== Vorliegender Textauszug ==

Jetzt artikulieren sich die Christen der Stadt ja weniger deutlich; die stellen natürlich
mit nur 2 Prozent auch eine Minderheit dar, das muss man sehen. Wie ist ihre
Position?
Zunächst einmal erkennen die Christen im Gegensatz zu den Muslimen an, dass auf dem
Tempelberg der jüdische Tempel gestanden hat. Und ich weiß von hochrangigen Priestern
aus Jerusalem, dass diese Position der Christen von vielen Muslimen übelgenommen wird.
Das Christentum kennt keine zentrale Kultstätte und kein Tieropfer; deshalb hat der
Tempelberg für die Christen keine Bedeutung als heilige Stätte. Und im Übrigen gibt es für
die Christen ja eine zentrale – die zentrale – heilige Stätte in Jerusalem, nämlich die
Grabeskirche.
Übrigens – das möchte ich noch hinzufügen – gibt es sehr viele Parallelen zwischen
Christentum und rabbinischem Judentum, wie es sich nach der Zerstörung des Tempels
70 n.Chr. entwickelt hat. Die meisten frommen Juden, das sollte man auch einmal betonen,
sind der Ansicht, dass der Wiederaufbau des Tempels eine Sache des Messias ist – und
nicht von zelotischen Politikern. Ich betone das deshalb, weil ich in Deutschland immer
wieder auf den Irrtum stoße, dass die treibende Kraft hinter dieser Tempelbewegung die
Frommen, die Ultraorthodoxen sind.

===
== Daten zur Analyse ==

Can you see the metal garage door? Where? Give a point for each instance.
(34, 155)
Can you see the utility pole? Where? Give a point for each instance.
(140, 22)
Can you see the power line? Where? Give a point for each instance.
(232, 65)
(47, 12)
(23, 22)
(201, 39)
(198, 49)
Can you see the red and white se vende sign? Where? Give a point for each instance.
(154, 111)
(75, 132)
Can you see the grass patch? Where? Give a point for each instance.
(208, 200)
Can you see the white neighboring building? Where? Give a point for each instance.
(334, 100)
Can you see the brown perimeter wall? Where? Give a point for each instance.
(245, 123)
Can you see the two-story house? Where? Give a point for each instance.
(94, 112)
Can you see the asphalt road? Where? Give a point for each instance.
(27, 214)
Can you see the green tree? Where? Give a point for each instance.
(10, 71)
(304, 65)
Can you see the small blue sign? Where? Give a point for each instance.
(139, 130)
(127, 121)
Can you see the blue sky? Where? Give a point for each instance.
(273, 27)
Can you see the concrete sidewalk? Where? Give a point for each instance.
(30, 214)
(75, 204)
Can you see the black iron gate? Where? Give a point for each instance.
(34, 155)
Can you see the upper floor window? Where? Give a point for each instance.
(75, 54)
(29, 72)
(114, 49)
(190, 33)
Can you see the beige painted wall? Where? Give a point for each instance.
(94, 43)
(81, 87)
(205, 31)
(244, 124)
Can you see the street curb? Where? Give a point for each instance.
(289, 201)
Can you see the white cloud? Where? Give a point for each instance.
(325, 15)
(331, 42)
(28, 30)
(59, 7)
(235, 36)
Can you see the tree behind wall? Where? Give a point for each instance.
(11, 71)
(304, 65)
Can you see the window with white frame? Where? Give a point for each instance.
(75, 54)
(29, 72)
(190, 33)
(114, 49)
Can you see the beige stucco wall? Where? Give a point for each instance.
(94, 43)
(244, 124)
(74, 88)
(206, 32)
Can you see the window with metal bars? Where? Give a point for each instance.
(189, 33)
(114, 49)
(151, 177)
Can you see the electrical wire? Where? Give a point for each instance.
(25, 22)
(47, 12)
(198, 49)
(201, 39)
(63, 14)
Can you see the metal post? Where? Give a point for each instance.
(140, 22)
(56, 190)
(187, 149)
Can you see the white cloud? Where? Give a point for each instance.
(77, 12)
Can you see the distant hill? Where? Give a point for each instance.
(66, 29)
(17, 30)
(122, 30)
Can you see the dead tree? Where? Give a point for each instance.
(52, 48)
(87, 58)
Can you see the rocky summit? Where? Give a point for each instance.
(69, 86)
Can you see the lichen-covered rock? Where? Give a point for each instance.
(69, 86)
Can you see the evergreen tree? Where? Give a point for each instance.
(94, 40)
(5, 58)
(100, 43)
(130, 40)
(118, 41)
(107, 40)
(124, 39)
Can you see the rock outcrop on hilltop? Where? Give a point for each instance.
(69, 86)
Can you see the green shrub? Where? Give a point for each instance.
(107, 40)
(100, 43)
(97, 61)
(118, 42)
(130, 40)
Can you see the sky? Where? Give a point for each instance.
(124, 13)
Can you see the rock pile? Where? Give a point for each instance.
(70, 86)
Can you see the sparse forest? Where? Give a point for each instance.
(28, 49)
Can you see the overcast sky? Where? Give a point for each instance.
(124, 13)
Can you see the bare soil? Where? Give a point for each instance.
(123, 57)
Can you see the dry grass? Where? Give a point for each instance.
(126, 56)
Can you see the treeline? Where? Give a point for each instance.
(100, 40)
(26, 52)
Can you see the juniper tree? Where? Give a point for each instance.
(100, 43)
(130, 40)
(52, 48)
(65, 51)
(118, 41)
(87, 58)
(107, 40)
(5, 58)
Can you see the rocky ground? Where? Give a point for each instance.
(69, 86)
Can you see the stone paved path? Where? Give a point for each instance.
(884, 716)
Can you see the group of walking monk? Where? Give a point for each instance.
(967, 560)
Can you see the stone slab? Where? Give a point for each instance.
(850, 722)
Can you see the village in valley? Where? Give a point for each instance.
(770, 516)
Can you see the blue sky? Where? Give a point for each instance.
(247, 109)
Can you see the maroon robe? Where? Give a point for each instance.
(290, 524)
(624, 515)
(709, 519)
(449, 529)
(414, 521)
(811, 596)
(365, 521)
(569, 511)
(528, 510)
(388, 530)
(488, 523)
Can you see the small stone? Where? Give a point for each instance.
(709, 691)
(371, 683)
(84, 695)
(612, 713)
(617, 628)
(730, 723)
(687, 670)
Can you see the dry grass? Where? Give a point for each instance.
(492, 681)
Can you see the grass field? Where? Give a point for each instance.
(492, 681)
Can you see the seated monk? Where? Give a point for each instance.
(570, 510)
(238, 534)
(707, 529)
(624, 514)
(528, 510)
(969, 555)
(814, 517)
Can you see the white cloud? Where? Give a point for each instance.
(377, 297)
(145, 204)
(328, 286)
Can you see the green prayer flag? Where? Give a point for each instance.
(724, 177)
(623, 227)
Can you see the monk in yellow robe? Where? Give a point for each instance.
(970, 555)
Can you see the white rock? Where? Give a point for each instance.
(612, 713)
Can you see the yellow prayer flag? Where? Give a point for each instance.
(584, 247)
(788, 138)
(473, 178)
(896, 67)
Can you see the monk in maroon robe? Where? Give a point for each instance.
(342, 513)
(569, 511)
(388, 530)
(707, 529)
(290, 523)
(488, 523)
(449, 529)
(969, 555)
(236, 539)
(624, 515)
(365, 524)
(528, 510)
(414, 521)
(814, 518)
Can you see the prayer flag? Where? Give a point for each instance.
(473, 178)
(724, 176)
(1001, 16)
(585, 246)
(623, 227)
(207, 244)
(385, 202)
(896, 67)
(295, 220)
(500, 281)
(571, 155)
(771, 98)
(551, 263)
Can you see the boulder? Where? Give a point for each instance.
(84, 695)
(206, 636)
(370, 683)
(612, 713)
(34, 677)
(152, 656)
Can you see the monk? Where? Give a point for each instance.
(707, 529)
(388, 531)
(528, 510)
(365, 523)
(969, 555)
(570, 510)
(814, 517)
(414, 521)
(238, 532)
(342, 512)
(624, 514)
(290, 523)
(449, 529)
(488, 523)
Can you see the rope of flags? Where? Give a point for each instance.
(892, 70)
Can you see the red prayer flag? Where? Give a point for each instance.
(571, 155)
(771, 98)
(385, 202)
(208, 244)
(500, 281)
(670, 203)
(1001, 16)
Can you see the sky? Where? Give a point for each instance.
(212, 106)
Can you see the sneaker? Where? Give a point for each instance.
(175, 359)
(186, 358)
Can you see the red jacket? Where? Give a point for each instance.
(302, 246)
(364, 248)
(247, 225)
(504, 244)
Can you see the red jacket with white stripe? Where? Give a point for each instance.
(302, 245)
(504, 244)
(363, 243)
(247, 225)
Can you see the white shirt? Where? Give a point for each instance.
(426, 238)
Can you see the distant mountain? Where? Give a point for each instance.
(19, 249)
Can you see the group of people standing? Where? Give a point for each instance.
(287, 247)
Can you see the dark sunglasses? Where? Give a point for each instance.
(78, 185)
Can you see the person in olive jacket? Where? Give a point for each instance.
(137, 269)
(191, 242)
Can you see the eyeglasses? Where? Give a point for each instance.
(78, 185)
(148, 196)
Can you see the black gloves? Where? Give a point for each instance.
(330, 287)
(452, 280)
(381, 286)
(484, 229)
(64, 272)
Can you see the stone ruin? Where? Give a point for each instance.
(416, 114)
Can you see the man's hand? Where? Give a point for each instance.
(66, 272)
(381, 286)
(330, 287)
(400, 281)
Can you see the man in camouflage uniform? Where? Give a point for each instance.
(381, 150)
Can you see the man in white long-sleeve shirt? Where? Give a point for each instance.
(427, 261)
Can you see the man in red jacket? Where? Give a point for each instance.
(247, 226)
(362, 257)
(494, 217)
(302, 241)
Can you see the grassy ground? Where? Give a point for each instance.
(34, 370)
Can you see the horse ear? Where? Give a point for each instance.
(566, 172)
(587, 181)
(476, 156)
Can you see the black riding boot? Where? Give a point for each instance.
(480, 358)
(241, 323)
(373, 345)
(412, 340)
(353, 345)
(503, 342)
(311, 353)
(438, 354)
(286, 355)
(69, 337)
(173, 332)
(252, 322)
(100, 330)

===

• [Zu erledigende Aufgaben]:
**1.** Fasse den Absatz des Textes über den Tempelberg, der mit „Übrigens – das möchte ich noch hinzufügen“ beginnt, kürzer zusammen und behalte dabei seine wesentlichen Aussagen bei.
**2.** Gib aus dem Text über den Tempelberg den Abschnitt von „Das Christentum kennt“ bis einschließlich „Grabeskirche.“ wortgetreu wieder.
Das Material spielt hierfür keine Rolle.

• [Lösungen]:
**1.** Christentum und rabbinisches Judentum, das sich nach der Zerstörung des Tempels 70 n.Chr. entwickelte, weisen viele Parallelen auf. Die meisten frommen Juden halten den Wiederaufbau des Tempels für eine Sache des Messias und nicht zelotischer Politiker. Das wird betont, weil man in Deutschland immer wieder irrtümlich glaubt, die Frommen, die Ultraorthodoxen, seien die treibende Kraft hinter der Tempelbewegung.

**2.**
Das Christentum kennt keine zentrale Kultstätte und kein Tieropfer; deshalb hat der
Tempelberg für die Christen keine Bedeutung als heilige Stätte. Und im Übrigen gibt es für
die Christen ja eine zentrale – die zentrale – heilige Stätte in Jerusalem, nämlich die
Grabeskirche.